China’s yuan falls to lowest level against US dollar since 2008 global financial crisis
- China’s onshore yuan closed at 7.2494 per US dollar on Friday, representing the weakest close since January 14, 2008
- Reports said Chinese state-owned banks were seen selling US dollars in the onshore foreign exchange market on Friday in an apparent attempt to stabilise the currency
China’s yuan resumed its weakening trend against the US dollar on Friday, finishing the domestic session at the weakest level since the global financial crisis of 2008 as the US dollar soared on heightened expectations of more interest rate increases.
The yuan gained some support on Thursday after a Bloomberg report that China is considering reducing the coronavirus quarantine time for inbound travellers, citing unidentified sources, though other details were scant.
Prior to the market opening on Friday, the People’s Bank of China (PBOC) set the midpoint rate at 7.1186 per US dollar, 2 pips firmer than the previous fix 7.1188.
In the spot market, the onshore yuan opened at 7.2320 per US dollar and was changing hands at 7.2462 at midday, 302 pips weaker than the previous late session close and 1.8 per cent softer than the midpoint.
It eventually closed at 7.2494 per US dollar, representing the weakest close since January 14, 2008.
Traders said yuan weakness may persist, reflecting broad US dollar strength in global markets as US Federal Reserve officials showed no signs of backing down from their hawkish rhetoric.
Major Chinese state-owned banks were seen selling US dollars in the onshore foreign exchange market on Friday, four banking sources with direct knowledge of the matter said, in an apparent attempt to stabilise the local currency.
The US dollar selling was aimed at preventing spot yuan from breaching the key 7.25 per US dollar level, the sources said, noting the local unit was weakening towards its daily downside limit.
The sources declined to be identified as they were not authorised to speak on the matter.
On Monday, state banks were also spotted swapping yuan for US dollars in the forwards market and selling those dollars in the spot market, according to sources.
State banks usually trade on behalf of the central bank in China’s foreign exchange market, but they can also trade for their own purposes or execute orders for corporate clients.

==============================

* [Parts of the exercise]:
• A. In the yuan article, what midpoint rate did the People's Bank of China set before Friday's market opening?
• B. Write the next paragraph of the yuan article, picking up after its final sentence.
The lines after the yuan article have no connection to it.

==============================

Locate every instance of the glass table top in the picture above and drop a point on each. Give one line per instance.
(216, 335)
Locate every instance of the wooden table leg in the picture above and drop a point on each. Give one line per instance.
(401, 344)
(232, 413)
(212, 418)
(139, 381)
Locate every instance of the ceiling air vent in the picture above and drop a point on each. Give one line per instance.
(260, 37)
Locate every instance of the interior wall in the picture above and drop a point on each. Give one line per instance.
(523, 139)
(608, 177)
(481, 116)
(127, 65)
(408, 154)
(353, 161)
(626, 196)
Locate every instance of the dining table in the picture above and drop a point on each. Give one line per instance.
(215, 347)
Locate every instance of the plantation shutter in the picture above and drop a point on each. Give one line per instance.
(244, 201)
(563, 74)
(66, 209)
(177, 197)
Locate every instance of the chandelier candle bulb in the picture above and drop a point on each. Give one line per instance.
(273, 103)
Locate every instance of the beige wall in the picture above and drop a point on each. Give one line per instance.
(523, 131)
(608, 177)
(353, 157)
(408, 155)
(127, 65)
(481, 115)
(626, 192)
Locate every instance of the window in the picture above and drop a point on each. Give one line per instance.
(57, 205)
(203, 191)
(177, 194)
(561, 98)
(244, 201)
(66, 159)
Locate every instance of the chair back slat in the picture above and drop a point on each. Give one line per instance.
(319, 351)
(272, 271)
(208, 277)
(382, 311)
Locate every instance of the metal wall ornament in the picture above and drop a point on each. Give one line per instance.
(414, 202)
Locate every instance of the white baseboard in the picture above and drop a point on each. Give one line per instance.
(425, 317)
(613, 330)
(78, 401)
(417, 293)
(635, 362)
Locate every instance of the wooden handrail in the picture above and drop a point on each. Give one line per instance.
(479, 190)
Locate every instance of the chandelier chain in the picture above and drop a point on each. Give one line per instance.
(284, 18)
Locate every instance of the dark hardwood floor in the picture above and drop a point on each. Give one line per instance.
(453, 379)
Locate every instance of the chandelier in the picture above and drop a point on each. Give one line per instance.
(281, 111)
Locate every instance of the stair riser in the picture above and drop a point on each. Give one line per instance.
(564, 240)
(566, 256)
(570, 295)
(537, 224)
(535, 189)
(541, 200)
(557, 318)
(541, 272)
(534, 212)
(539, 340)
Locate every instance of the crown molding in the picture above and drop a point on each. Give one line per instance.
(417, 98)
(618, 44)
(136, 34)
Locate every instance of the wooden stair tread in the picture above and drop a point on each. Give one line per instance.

==============================

* [Numbered responses]:
• A. 7.1186 per US dollar

• B.
Around 90 per cent of the 30 yuan traders who responded to a Bloomberg survey this week forecast the PBOC will ease its tight-ranged fixing after the 20th party congress wraps up on Saturday.
Half said they expect the yuan to be pushed to 7.4 or even 7.5 per US dollar within the year, and only 10 per cent saw it staying at around the current level of about 7.25.
“I think China will allow the depreciation trend to resume and the fixing will climb again soon after the party congress,” said Alvin T. Tan, head of Asia FX strategy at RBC Capital Markets.
Chinese authorities have continued to set firmer-than-expected yuan guidance in a bid to keep the currency stable amid the ongoing 20th party congress, market participants added.
The stronger daily guidance, which allows the onshore yuan to trade in a narrow range of 2 per cent on either side of the midpoint, has effectively capped the downside limit for the yuan, said a trader at a foreign bank.
Friday’s fixing allowed the onshore yuan to trade in a range of 6.9762 to 7.2610, and the midday price was less than 0.2 per cent away from hitting the lower end of the trading band.
“The US$/[offshore yuan]-US$/[onshore yuan] premium could be widening more persistently given the strong fixing bias that caps the onshore,” analysts at Maybank said.
“Such signs of depreciation pressure could also spill over to regional [emerging market foreign exchange],” they said, noting Friday marked the 13th straight session that the PBOC set “almost flat” midpoint guidance.
The offshore yuan, which trades more freely to reflect market expectations, was trading at 7.2640 per US dollar as of midday, 0.25 per cent weaker than its onshore counterpart.